Which lines in the material below contain the string "steel"? Copy each of those lines in full.

▸ **Material provided**:

------------------------

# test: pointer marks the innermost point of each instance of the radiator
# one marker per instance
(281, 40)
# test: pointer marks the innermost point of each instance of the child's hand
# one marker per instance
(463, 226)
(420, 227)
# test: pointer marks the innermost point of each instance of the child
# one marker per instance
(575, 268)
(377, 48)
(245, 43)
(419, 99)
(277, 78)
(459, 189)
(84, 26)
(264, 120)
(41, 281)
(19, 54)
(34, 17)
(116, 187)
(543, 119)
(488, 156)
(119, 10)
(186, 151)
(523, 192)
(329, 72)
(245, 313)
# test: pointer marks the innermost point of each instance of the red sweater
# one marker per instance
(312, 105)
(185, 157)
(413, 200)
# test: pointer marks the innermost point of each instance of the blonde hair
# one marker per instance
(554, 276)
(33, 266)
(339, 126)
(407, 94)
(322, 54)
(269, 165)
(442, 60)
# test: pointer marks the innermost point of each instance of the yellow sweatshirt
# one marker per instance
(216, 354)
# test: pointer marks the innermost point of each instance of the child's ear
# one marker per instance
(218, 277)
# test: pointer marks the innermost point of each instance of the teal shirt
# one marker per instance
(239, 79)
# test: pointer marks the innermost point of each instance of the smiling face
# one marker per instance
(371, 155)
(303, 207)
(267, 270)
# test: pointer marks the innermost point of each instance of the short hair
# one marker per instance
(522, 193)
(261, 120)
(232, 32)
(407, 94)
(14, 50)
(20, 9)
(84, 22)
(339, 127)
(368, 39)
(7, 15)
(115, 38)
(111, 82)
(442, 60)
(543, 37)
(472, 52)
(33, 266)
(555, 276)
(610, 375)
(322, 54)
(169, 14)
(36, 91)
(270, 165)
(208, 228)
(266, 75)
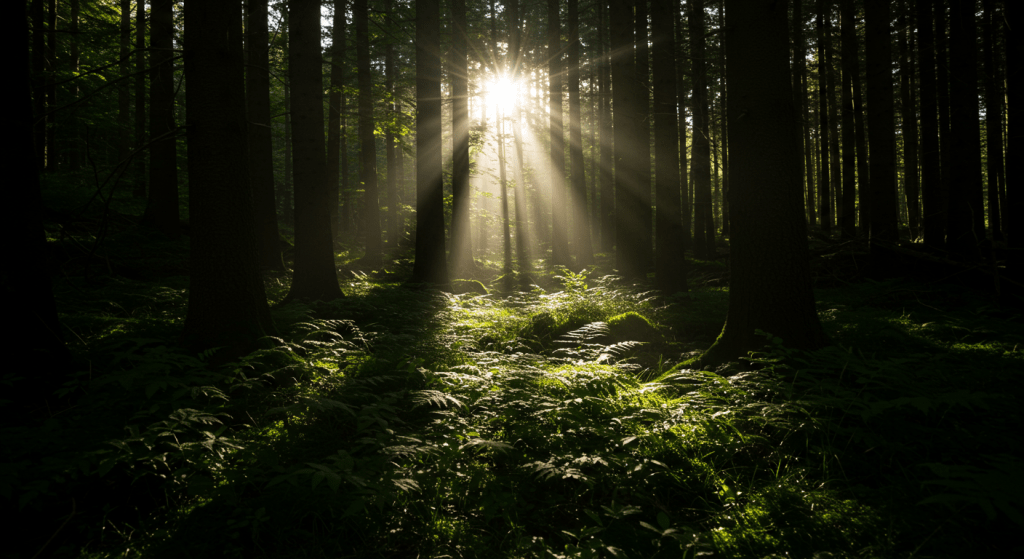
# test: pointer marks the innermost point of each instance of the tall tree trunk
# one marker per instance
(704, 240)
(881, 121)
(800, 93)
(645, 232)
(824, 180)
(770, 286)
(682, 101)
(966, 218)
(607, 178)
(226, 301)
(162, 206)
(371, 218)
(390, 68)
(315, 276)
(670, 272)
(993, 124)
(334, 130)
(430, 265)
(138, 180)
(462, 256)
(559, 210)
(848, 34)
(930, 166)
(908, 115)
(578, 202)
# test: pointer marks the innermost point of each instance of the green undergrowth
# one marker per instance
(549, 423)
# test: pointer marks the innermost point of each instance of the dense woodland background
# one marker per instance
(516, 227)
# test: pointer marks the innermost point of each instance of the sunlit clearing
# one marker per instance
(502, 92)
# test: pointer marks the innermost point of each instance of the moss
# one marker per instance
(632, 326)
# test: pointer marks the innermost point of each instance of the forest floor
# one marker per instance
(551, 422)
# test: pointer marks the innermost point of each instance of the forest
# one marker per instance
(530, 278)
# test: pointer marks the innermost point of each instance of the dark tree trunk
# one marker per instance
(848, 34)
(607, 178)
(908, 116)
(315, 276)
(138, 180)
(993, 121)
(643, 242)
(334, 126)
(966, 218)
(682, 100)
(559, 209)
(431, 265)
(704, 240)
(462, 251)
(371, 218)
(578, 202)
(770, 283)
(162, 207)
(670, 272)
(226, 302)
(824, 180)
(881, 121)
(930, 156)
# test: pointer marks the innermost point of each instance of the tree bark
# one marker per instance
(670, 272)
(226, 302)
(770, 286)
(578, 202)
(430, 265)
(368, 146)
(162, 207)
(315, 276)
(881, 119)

------------------------

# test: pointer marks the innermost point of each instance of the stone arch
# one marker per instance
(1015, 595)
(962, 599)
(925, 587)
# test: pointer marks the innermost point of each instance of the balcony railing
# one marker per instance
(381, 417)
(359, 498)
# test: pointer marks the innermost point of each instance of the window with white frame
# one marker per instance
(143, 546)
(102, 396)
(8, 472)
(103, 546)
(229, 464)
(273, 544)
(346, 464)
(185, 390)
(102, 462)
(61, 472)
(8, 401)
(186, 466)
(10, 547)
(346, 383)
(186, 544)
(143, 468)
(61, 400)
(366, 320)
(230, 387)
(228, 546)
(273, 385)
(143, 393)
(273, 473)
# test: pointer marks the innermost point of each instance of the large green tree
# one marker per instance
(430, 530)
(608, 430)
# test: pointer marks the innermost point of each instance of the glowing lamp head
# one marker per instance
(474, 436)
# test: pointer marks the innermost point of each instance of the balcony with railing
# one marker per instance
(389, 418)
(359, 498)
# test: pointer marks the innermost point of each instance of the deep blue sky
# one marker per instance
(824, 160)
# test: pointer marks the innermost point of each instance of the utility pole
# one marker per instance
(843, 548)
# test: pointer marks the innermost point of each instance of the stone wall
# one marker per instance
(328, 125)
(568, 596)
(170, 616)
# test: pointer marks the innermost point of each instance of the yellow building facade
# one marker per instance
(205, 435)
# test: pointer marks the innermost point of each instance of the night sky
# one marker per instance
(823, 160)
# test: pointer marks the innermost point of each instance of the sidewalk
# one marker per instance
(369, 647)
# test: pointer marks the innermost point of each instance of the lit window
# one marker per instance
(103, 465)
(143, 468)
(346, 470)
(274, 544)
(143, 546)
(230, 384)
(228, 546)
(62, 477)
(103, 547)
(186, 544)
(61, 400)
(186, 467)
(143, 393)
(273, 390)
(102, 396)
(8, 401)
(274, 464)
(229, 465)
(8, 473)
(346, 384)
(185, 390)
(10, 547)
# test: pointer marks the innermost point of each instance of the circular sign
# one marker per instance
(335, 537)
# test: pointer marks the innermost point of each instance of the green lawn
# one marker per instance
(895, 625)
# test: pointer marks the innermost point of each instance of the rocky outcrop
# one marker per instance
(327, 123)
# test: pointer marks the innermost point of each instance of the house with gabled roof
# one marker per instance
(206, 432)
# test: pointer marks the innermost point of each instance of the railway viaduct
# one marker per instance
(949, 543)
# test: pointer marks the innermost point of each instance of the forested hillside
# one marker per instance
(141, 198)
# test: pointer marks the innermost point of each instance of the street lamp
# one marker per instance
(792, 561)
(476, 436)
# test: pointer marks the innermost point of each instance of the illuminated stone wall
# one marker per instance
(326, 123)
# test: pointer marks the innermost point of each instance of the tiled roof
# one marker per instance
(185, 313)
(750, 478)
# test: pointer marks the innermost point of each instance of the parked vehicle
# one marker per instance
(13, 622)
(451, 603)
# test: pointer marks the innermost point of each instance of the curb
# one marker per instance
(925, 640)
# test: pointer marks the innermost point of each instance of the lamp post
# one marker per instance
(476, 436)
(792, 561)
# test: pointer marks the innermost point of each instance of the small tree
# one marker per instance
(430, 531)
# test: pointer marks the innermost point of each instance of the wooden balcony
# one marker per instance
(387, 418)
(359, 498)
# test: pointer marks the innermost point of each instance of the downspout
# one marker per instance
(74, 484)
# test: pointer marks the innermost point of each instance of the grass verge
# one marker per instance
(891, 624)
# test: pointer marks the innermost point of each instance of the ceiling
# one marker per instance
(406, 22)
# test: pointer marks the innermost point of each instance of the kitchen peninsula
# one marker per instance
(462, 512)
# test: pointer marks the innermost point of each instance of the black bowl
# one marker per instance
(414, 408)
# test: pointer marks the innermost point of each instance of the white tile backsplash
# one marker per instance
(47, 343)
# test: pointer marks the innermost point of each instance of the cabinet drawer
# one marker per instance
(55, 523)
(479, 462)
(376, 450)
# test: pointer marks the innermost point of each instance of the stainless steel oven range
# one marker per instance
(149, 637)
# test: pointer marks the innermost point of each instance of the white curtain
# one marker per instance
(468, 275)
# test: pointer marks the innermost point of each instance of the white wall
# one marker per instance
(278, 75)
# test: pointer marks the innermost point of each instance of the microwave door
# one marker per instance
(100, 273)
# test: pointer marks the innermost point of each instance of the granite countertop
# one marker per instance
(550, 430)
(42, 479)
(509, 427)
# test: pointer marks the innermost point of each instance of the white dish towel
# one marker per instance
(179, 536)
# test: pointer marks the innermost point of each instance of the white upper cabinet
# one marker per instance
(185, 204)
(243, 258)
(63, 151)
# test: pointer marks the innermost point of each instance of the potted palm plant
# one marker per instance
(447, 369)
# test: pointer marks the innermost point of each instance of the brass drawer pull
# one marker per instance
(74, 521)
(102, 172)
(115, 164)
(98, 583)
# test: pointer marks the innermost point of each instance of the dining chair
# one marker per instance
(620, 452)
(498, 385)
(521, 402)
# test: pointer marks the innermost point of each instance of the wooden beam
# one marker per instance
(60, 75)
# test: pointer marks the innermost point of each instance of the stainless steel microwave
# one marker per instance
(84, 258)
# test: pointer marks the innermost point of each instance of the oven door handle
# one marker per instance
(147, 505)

------------------------

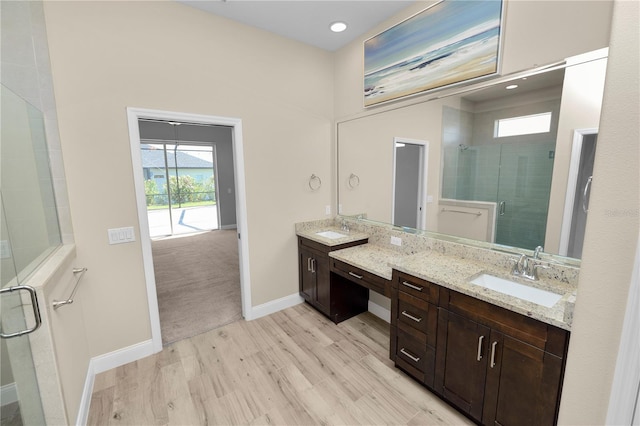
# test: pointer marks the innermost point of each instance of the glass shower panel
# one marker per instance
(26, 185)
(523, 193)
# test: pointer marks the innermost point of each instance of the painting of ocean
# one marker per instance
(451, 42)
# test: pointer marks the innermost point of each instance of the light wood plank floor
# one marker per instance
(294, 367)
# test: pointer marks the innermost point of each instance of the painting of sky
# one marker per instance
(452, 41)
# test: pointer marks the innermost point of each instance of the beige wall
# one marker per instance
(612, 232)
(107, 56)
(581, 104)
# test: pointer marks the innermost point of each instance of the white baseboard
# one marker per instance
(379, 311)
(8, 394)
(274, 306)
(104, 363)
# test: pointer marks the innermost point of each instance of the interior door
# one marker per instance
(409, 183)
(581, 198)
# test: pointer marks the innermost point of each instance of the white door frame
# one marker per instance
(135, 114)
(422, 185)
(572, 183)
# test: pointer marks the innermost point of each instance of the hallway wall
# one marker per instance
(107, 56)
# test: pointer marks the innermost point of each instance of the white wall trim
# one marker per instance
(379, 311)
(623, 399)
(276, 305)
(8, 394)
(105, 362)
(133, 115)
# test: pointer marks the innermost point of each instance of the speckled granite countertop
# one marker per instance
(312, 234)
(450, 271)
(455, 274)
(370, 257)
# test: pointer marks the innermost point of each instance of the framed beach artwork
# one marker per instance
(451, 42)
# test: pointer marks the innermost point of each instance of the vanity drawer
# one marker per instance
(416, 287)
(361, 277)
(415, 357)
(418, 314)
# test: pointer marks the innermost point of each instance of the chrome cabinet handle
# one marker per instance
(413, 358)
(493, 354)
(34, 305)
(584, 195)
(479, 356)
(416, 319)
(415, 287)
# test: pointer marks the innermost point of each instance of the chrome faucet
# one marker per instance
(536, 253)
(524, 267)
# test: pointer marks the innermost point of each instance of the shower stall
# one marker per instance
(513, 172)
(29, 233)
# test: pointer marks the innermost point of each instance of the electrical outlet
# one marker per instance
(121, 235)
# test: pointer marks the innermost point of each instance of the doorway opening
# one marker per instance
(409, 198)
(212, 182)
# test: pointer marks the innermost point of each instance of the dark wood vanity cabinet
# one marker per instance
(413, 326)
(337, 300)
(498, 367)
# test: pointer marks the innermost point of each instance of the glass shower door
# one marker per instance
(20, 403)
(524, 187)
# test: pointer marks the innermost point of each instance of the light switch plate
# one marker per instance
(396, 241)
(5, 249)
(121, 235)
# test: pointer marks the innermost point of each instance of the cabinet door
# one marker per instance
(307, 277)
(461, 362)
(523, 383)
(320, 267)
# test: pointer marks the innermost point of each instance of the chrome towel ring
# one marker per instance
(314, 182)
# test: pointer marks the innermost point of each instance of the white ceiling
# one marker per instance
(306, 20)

------------------------

▸ **Full solution**:
# test: pointer marks the innermost point of each instance of the stainless steel oven range
# test: pointer marks the innermost point of each instance of the stainless steel microwave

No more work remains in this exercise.